===== Document text =====

Flew to Aruba as city shut down
By Josh Resnek
Everyone knew the closure of the city was imminent last week.
What did the mayor do?
He went on vacation.
“It was an inopportune time for him to take a vacation,” said Councilor at Large Gerly Adrien. “Plain and simple – he should have been here directing emergency measures. He wasn’t.”
Councilor Mike McLaughlin said he was stunned by the mayor’s action.
“Can you imagine the leader of the city taking a vacation when a virus is shutting down the entire place? I can’t. The mayor heading to Aruba for a vacation when the city is burning down is something he will never live down. If I were running against him, his Aruba vacation would dominate the campaign,” McLaughlin told the Leader Herald.
“Can you imagine this mayor, any mayor, taking a vacation when the city is shutting down? I can’t. His actions tell quite a story about him and what kind of person he is.”
Councilor Mike Marches said the mayor’s vacation to Aruba was a slap in the face to everyone in this city fearful about what comes next with the virus and the city’s response to it.
“You’ve got to be kidding me. No mayor should leave the city for it to fend on its own when a potentially deadly virus has broken out. If you can’t rely on the mayor, who can you rely on?” Marchese asked.
“Going on vacation when the city is experiencing the worst crisis since the flu outbreak in 1918 is all wrong. He should be run out of office,” Marchese added.
“When the going gets tough, the tough get going…to Aruba,” he said.
During his absence, the mayor’s chief of staff Kevin O’Donnell was apparently running the show.
Several city press releases were issued with the mayor’s OK coming from his hotel room or the beach in Aruba.

=====

# [Task list]
- 1) According to the article about the mayor's Aruba trip, who was apparently running the show while the mayor was away?
- 2) List every question that appears inside a quotation in the article about the mayor's Aruba trip.
- 3) Continue the article about the mayor's Aruba trip from its final sentence.

===== Record extracts =====

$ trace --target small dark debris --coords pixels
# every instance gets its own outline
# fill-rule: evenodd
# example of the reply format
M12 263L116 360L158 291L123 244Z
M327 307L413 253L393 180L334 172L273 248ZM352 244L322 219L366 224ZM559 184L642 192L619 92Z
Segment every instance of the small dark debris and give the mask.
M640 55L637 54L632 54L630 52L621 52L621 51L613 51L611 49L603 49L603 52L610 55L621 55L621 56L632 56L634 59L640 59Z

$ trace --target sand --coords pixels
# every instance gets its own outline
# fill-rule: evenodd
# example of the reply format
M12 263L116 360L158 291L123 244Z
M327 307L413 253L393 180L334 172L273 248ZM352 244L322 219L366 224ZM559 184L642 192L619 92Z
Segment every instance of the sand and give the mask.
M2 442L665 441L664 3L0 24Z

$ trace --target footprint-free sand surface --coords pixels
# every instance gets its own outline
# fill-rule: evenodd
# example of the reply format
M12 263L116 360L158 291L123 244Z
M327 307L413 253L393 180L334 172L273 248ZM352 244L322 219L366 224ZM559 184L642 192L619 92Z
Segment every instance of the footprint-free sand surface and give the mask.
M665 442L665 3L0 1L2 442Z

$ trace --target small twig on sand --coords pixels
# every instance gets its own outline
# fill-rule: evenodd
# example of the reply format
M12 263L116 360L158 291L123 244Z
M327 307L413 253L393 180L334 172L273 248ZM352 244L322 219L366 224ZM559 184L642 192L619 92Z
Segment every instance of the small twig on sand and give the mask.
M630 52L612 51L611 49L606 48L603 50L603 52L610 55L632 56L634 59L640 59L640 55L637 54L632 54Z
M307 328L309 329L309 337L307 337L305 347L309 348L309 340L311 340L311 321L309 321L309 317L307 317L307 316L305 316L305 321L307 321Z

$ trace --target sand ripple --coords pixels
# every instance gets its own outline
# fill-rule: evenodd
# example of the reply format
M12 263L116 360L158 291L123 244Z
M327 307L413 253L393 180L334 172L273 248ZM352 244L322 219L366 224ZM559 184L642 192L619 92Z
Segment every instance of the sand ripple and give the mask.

=====

# [Responses in order]
- 1) The mayor's chief of staff, Kevin O'Donnell.

- 2)
- Can you imagine the leader of the city taking a vacation when a virus is shutting down the entire place?
- Can you imagine this mayor, any mayor, taking a vacation when the city is shutting down?
- If you can't rely on the mayor, who can you rely on?

- 3)
The mayor has said it doesn’t matter where he is, he can run the city with his cell phone.
However, when almost 60,000 Everett residences are scared about the unknown effects of the virus, his presence was required and his absence, noted.
City hall was closed in his absence.
The schools were closed.
The libraries and every other public facility were either drastically curtailed or entirely closed in his absence.
Very little in the way of public policy has indicated the mayor has a handle on what the city’s first responders – firefighters and police officers- are expected to do, or how they are planning to cope if they become infected, as predicted.
He has provided no guidance to the city’s ambulance service and he has apparently not yet met with officials from the Whidden Hospital to plot out a plan for the city’s response to what is expected to be a crush of virus infected, sick patients all seeking entry to the hospital.
While the mayor was vacationing and the public schools closed, he was not present to direct efforts to feed several thousand children breakfast and lunch, an absolute necessity for the children living in lower income homes.
No public directives of any kind indicated the mayor’s interest in the well being of the city’s large elderly population.
Doctors and researchers all agree, data shows convincingly that the elderly – and all those over 60 are especially susceptible to the coronavirus.